> _CHALLENGE_
Copy every line of the material below word for word.

> _DATA SUPPLIED_
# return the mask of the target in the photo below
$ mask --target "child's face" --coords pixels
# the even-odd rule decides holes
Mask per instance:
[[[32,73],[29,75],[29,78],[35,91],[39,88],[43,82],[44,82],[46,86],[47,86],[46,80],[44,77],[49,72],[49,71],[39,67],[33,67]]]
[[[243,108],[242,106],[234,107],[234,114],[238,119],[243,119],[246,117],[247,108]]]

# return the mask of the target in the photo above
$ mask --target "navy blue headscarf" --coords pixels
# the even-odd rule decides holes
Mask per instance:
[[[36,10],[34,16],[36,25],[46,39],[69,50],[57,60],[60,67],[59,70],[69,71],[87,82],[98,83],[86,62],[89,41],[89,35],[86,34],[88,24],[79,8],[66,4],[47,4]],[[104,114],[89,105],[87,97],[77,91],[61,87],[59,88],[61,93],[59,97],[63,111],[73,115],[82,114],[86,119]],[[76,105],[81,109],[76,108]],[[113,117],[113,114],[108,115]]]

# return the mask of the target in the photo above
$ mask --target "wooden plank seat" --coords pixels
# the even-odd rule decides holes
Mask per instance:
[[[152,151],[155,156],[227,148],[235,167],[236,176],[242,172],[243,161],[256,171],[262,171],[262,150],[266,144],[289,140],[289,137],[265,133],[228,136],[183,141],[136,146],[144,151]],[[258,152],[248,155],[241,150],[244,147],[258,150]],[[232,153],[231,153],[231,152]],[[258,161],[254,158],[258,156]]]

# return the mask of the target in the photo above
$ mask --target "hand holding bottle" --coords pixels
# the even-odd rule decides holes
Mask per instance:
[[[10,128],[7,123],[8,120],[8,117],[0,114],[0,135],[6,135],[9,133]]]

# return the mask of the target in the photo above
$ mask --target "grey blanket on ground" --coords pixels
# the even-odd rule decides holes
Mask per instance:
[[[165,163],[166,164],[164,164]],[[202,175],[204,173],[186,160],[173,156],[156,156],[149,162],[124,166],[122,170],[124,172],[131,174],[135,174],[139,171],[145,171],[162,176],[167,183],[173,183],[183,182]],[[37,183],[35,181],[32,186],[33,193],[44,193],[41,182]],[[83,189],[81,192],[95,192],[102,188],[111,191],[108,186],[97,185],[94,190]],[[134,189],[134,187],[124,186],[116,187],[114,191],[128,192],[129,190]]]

> _SOLUTION BELOW_
# return the mask of the target in the photo below
$ mask --target "child's face" --coords pixels
# the even-odd rule decides holes
Mask per instance:
[[[32,73],[29,75],[29,78],[35,91],[39,88],[43,82],[44,82],[46,86],[47,86],[46,80],[44,77],[49,72],[49,71],[39,67],[33,67]]]
[[[243,108],[242,106],[234,107],[234,114],[238,119],[243,119],[246,117],[247,108]]]

# return the mask of the target in the photo above
$ mask --target "navy blue headscarf" --coords pixels
# the even-odd rule decides holes
Mask per instance:
[[[36,10],[34,16],[36,25],[46,39],[69,50],[57,60],[60,67],[59,70],[69,71],[87,82],[98,83],[86,62],[89,41],[89,35],[86,34],[88,24],[79,8],[66,4],[47,4]],[[104,114],[89,105],[87,97],[77,91],[61,87],[59,88],[61,93],[59,97],[63,111],[73,115],[82,114],[86,119]],[[76,105],[81,109],[76,108]],[[113,117],[113,114],[108,115]]]

# return the mask of the target in the photo above
$ mask --target "wooden plank seat" --coords pixels
# the even-odd rule decides holes
Mask per instance:
[[[152,151],[155,156],[227,148],[235,167],[236,176],[242,172],[243,161],[256,171],[262,171],[262,150],[266,144],[289,140],[289,137],[265,133],[228,136],[183,141],[136,146],[144,151]],[[258,152],[248,155],[241,150],[244,147],[258,150]],[[232,153],[231,153],[231,152]],[[258,161],[254,158],[258,156]]]

# return the mask of the target in the photo above
$ mask --target "hand holding bottle" --coords pixels
# the even-odd rule decides holes
Mask per instance:
[[[10,128],[7,123],[8,120],[8,117],[0,114],[0,135],[6,135],[9,133]]]

# return the mask of the target in the photo above
$ mask --target "grey blanket on ground" --coords pixels
# the even-odd rule decides holes
Mask per instance:
[[[165,163],[166,164],[164,164]],[[202,175],[204,173],[186,160],[173,156],[156,156],[149,162],[124,166],[122,170],[124,172],[131,174],[135,174],[139,171],[145,171],[162,176],[167,183],[173,183],[183,182]],[[37,183],[35,181],[32,186],[33,193],[44,193],[41,182]],[[83,189],[81,192],[95,192],[102,188],[111,191],[108,186],[97,185],[94,190]],[[134,189],[134,187],[124,186],[116,187],[114,191],[128,192],[129,190]]]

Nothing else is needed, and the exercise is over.